* **Exercise**:
Retype the complete listing exactly as it appears.
━━━━━━━━
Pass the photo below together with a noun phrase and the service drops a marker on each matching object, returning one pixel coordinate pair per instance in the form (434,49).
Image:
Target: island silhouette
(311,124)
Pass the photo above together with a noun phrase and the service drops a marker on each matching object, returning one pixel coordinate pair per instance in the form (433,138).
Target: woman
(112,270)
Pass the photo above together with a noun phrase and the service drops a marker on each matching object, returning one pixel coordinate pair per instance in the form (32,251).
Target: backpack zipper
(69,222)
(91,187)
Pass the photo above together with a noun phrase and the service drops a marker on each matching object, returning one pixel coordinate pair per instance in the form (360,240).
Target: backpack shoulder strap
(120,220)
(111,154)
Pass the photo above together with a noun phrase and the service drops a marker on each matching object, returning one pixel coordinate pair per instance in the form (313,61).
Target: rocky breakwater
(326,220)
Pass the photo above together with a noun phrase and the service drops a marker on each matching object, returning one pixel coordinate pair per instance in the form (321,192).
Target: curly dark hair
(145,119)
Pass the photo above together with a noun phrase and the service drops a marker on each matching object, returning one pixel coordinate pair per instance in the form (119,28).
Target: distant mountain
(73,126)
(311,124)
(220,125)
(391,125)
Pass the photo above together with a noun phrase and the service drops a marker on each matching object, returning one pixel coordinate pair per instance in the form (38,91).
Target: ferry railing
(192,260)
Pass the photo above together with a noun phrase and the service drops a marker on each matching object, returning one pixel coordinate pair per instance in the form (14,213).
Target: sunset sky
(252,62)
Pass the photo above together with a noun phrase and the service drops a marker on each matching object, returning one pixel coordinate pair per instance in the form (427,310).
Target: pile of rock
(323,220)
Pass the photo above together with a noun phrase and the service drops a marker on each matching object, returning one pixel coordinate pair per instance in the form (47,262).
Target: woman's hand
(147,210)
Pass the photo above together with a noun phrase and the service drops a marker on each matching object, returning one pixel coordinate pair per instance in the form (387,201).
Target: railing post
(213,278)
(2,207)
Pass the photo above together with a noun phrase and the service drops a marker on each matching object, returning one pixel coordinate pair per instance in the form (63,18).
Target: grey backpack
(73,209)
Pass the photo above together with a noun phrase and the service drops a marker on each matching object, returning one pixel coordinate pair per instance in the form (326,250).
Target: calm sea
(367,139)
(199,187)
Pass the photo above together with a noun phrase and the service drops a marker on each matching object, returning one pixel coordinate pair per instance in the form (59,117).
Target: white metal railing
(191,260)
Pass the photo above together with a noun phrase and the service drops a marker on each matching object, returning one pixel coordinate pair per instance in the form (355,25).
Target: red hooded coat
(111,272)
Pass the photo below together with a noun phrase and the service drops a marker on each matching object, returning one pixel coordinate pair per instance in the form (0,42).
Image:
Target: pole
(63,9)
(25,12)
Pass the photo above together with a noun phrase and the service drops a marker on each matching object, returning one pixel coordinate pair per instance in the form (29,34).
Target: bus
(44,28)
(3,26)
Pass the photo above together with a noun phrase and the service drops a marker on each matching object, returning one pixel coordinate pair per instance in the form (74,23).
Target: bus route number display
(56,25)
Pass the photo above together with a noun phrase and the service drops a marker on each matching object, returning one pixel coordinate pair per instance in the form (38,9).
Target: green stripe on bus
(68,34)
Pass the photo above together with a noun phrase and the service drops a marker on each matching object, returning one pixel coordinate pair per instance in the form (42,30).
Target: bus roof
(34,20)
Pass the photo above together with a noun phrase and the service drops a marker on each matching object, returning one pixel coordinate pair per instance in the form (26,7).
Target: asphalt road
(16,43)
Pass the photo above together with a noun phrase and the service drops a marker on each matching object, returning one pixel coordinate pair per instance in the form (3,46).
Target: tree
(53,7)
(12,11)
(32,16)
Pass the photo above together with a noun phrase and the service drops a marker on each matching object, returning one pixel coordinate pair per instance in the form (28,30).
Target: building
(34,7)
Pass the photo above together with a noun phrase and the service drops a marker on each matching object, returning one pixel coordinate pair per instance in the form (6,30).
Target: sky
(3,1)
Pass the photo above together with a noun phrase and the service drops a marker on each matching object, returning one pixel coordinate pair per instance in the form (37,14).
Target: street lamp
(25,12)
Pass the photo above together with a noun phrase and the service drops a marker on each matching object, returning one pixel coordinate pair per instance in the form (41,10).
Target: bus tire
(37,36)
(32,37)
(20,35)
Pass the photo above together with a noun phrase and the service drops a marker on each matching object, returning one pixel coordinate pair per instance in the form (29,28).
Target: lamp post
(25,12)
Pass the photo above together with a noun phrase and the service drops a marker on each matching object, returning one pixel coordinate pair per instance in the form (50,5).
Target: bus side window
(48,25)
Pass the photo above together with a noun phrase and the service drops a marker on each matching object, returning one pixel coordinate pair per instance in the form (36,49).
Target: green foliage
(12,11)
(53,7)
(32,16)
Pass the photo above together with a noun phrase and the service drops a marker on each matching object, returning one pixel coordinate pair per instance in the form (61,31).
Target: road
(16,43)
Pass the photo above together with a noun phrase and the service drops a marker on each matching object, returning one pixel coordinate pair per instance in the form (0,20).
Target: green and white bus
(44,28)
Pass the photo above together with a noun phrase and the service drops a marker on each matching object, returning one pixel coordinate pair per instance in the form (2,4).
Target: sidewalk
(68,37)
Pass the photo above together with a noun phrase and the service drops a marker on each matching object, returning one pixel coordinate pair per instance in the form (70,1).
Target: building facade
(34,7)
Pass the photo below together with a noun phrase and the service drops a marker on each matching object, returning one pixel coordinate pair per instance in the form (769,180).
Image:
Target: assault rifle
━━━━━━━━
* **The completed task**:
Pass the photo below together with a noun phrase and the service drops a marker on each matching object, returning one pixel coordinate pair per instance in the form (434,49).
Image:
Target: island silhouette
(311,124)
Pass the photo above together with a noun phrase and the service drops a marker on each matching object, returning one pixel coordinate pair per instance in the form (433,138).
Target: woman
(112,270)
Pass the photo above together with a noun phrase and the service drops a marker on each matching object, returning one pixel coordinate pair per instance in the form (32,251).
Target: backpack zipper
(69,222)
(91,187)
Pass the photo above together with a noun phrase and the service drops a marker on each matching object, returning one pixel coordinate pair per instance in the form (360,240).
Target: backpack shoulder strap
(120,220)
(111,154)
Pass the photo above together with a noun phrase and the service drops a marker on each matching object, returning one pixel coordinate pair per instance in the form (313,61).
Target: rocky breakwater
(326,220)
Pass the photo above together with a noun phrase and the service drops a marker on each matching object, returning one pixel coordinate pair per instance in the form (321,192).
Target: curly dark hair
(145,119)
Pass the photo above together with a noun phrase and the service drops a marker on each matching object, returning one pixel coordinate pair per instance in the form (119,28).
Target: distant mountain
(73,126)
(311,124)
(220,125)
(391,125)
Pass the photo above together with a noun phrase and the service drops a marker on each matching object, returning one pixel coordinate pair per instance in the form (38,91).
Target: ferry railing
(192,260)
Pass the photo above together with a noun phrase and the service drops a marker on each matching object, returning one pixel coordinate pair per instance in the form (14,213).
Target: sunset sky
(252,62)
Pass the photo above together with a noun phrase and the service drops a marker on each matching object, returning one pixel coordinate pair per instance in the form (427,310).
Target: pile of rock
(323,220)
Pass the photo above together with a noun phrase and the service drops a marker on each matching object, returning one pixel coordinate pair per instance in the form (47,262).
Target: woman's hand
(147,210)
Pass the photo above together with a noun phrase and the service drops a marker on each matching object, returning one pixel coordinate pair per instance in the form (387,201).
Target: railing post
(213,278)
(2,207)
Pass the photo above together with a noun phrase and the service drops a marker on each matching object, returning one pixel coordinate pair per instance in the form (63,18).
Target: grey backpack
(73,209)
Pass the photo above together with a noun phrase and the service drops a marker on each matching object, returning one pixel coordinate pair per instance in the form (326,250).
Target: calm sea
(367,139)
(199,187)
Pass the photo above together with a noun phrase and the service drops a marker on each matching object, returning one pixel coordinate pair per instance in the form (59,117).
Target: white metal railing
(191,260)
Pass the photo above together with a noun phrase and the service drops a marker on each matching object, returning one pixel coordinate pair per instance in the form (355,25).
Target: red hooded coat
(111,272)
Pass the photo below together with a noun phrase and the service drops a marker on each matching object, returning one pixel coordinate pair per instance in the form (0,42).
Image:
Target: pole
(63,9)
(25,12)
Pass the photo above together with a noun phrase and the service drops a marker on each matching object, returning one pixel coordinate pair per instance in the form (29,34).
Target: bus
(44,28)
(3,26)
Pass the photo above together with a noun phrase and the service drops a marker on each matching object, returning one pixel coordinate pair per instance in the form (74,23).
Target: bus route number display
(56,25)
Pass the photo above together with a noun phrase and the service drops a marker on each matching object, returning one pixel coordinate pair per instance in the form (38,9).
Target: green stripe on bus
(68,34)
Pass the photo above together with a noun phrase and the service drops a marker on each matching object, returning one pixel coordinate pair per instance in the form (42,30).
Target: bus roof
(34,20)
Pass the photo above together with a noun phrase and the service drops a marker on each matching object, returning one pixel coordinate pair per instance in the form (26,7).
Target: asphalt road
(16,43)
Pass the photo above together with a noun phrase and the service drops a marker on each matching object, returning one pixel coordinate pair per instance in the form (3,46).
Target: tree
(53,7)
(12,11)
(32,16)
Pass the photo above together with a noun phrase and the service drops a marker on each matching object, returning one pixel coordinate pair per instance in the form (28,30).
Target: building
(34,7)
Pass the photo above together with a noun phrase and the service drops a marker on each matching object, returning one pixel coordinate pair per instance in the form (6,30).
Target: sky
(3,1)
Pass the photo above together with a noun phrase and the service drops a marker on each matching object, returning one pixel coordinate pair per instance in the form (37,14).
Target: street lamp
(25,12)
Pass the photo above together with a noun phrase and the service drops a marker on each matching object, returning one pixel coordinate pair per instance in the form (41,10).
Target: bus tire
(37,36)
(32,37)
(20,35)
Pass the photo above together with a noun phrase and the service drops a marker on each matching object, returning one pixel coordinate pair per instance in the form (29,28).
Target: lamp post
(25,12)
Pass the photo above together with a noun phrase and the service drops a marker on each matching object, returning one pixel coordinate pair per instance in the form (50,5).
Target: bus side window
(48,25)
Pass the photo above together with a noun phrase and the service drops a marker on each matching object, returning one pixel coordinate pair per instance in the form (36,49).
Target: green foliage
(12,11)
(53,7)
(32,16)
Pass the photo above together with a noun phrase and the service drops a marker on each matching object, returning one pixel coordinate pair per instance in the form (61,31).
Target: road
(16,43)
Pass the photo above together with a noun phrase and the service drops a marker on each matching object, returning one pixel coordinate pair per instance in the form (0,20).
Target: green and white bus
(44,28)
Pass the photo above together with a noun phrase and the service drops a marker on each matching object, returning one pixel coordinate pair per instance in the form (2,4).
Target: sidewalk
(68,37)
Pass the photo above together with a noun phrase and the service drops a marker on each matching object, returning one pixel coordinate pair per instance in the form (70,1).
Target: building facade
(34,7)
Pass the photo below together with a noun phrase and the service drops a marker on each matching object, returning one pixel coordinate pair per instance in the form (769,180).
Image:
Target: assault rifle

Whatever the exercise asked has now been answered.